* [WHAT YOU WILL DO]: In the material below, take the lines from the one containing "Return one point per instance of the dark rock" through the last line, both included, and format them as a JSON list of strings with one string per line and blank lines omitted.

* [SUPPLIED RECORDS]:

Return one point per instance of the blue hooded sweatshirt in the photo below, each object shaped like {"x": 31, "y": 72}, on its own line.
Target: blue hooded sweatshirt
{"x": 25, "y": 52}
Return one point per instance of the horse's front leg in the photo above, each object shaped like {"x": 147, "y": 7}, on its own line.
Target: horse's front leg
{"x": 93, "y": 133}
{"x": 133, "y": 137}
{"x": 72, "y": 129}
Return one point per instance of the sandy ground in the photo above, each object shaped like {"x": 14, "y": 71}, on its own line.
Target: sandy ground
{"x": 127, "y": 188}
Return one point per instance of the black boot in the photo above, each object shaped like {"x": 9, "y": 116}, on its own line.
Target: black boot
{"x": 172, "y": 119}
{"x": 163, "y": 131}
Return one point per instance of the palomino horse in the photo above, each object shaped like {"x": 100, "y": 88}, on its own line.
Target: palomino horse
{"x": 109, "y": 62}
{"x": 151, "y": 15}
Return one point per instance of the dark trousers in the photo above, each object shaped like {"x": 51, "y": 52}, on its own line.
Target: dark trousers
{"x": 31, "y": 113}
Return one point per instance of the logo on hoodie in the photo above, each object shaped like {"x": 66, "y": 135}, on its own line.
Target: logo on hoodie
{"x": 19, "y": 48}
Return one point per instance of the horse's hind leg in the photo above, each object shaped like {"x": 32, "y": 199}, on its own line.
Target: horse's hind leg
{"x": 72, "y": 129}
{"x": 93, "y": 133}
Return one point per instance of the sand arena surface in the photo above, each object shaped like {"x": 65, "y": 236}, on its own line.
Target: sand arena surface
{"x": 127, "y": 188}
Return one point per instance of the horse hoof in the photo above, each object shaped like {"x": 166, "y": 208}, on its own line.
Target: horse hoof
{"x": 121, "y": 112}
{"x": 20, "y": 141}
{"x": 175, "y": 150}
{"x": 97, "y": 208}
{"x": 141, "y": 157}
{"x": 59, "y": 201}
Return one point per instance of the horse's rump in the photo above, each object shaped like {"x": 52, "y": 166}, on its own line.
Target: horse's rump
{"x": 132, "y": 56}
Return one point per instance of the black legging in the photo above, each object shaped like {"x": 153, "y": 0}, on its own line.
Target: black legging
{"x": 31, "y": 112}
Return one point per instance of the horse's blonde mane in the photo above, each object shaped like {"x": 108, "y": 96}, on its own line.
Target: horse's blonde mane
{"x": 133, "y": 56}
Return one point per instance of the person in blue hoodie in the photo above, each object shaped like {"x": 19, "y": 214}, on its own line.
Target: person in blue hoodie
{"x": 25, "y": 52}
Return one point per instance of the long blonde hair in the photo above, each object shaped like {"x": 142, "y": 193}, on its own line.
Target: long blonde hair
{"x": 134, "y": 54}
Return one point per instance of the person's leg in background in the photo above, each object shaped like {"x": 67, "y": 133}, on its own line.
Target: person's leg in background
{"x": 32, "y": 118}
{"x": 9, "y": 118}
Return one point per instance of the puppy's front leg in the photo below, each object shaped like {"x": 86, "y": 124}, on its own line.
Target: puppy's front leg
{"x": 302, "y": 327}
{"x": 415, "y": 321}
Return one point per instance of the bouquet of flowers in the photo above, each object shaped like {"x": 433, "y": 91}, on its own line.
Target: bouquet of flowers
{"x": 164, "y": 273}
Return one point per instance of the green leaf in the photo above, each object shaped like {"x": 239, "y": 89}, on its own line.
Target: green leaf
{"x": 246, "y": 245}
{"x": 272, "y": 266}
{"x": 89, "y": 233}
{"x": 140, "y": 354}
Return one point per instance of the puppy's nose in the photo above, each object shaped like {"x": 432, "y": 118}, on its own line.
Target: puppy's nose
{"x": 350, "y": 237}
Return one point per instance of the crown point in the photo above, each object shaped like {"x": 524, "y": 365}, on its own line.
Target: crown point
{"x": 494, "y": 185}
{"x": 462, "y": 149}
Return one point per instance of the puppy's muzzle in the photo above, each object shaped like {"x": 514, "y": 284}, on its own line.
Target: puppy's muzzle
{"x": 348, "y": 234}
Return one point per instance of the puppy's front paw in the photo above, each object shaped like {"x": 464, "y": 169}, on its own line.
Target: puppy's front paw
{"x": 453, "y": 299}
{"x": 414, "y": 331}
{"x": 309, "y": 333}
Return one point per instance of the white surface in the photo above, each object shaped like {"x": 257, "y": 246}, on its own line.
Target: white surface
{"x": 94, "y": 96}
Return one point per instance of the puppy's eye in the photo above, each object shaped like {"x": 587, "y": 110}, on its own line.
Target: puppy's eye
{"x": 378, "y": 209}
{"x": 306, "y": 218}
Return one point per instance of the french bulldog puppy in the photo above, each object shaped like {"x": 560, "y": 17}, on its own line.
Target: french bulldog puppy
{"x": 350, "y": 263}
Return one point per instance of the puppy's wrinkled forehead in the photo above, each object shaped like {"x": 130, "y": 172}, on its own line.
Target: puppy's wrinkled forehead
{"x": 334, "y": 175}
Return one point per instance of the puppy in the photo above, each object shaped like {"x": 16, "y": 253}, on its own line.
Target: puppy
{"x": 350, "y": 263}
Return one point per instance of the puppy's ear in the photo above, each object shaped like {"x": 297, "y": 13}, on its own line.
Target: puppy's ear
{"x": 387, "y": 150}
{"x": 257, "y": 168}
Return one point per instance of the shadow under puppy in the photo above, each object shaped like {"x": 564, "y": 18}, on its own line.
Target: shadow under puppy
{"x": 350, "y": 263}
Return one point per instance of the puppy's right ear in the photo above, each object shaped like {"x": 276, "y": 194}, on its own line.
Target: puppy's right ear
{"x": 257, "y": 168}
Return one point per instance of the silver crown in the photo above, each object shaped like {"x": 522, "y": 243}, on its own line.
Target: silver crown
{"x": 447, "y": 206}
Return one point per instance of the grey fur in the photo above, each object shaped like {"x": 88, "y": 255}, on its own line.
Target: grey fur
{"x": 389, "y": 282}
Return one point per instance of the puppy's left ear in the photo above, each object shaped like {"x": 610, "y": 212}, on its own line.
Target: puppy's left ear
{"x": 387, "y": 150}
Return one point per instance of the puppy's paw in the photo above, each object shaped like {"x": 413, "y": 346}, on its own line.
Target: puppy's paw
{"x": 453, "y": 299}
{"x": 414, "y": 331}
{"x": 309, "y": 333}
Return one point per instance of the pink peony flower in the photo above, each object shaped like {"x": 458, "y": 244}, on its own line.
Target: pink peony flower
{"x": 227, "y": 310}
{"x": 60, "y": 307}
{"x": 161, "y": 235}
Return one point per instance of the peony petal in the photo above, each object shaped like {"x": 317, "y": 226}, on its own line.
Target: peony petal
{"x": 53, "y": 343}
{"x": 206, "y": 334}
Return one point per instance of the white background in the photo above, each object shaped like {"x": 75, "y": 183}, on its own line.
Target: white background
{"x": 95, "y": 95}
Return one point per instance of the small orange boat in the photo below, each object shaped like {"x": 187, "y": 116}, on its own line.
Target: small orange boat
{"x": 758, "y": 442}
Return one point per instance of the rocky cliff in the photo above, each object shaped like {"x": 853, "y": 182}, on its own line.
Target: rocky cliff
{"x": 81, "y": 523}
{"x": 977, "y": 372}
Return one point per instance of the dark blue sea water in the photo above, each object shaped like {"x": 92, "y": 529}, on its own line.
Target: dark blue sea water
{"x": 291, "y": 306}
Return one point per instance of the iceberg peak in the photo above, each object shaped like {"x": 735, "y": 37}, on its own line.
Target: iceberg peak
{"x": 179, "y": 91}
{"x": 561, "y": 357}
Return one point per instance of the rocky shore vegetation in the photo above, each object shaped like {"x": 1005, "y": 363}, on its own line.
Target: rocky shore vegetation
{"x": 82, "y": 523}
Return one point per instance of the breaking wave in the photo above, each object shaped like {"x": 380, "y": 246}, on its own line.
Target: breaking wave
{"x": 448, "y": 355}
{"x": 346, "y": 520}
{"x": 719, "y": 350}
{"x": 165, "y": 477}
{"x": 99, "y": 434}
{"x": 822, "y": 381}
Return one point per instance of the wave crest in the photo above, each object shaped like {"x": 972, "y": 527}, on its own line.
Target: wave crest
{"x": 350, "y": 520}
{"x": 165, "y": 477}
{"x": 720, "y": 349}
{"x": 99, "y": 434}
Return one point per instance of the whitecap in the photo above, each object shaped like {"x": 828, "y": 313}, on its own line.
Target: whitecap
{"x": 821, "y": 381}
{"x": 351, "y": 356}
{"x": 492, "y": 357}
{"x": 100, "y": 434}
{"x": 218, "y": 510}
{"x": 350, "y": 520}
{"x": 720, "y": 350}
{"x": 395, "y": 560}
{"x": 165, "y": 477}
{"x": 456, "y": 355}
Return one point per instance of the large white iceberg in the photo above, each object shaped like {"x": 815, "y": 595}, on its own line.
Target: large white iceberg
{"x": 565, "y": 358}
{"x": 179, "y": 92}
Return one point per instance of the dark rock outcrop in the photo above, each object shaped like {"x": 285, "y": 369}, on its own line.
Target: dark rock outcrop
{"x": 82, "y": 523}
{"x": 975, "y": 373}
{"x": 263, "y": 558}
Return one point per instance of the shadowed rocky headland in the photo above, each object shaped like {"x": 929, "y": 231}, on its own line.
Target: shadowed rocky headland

* [OUTPUT OF THE EXERCISE]:
[
  "Return one point per instance of the dark rock outcrop in the photo above, each object shaped like {\"x\": 285, \"y\": 369}, on its own line.",
  "Target: dark rock outcrop",
  "{\"x\": 82, \"y\": 523}",
  "{\"x\": 975, \"y\": 373}",
  "{\"x\": 263, \"y\": 558}",
  "Return one point per instance of the shadowed rocky headland in the photo above, each object shaped like {\"x\": 929, \"y\": 231}, on its own line.",
  "Target: shadowed rocky headland"
]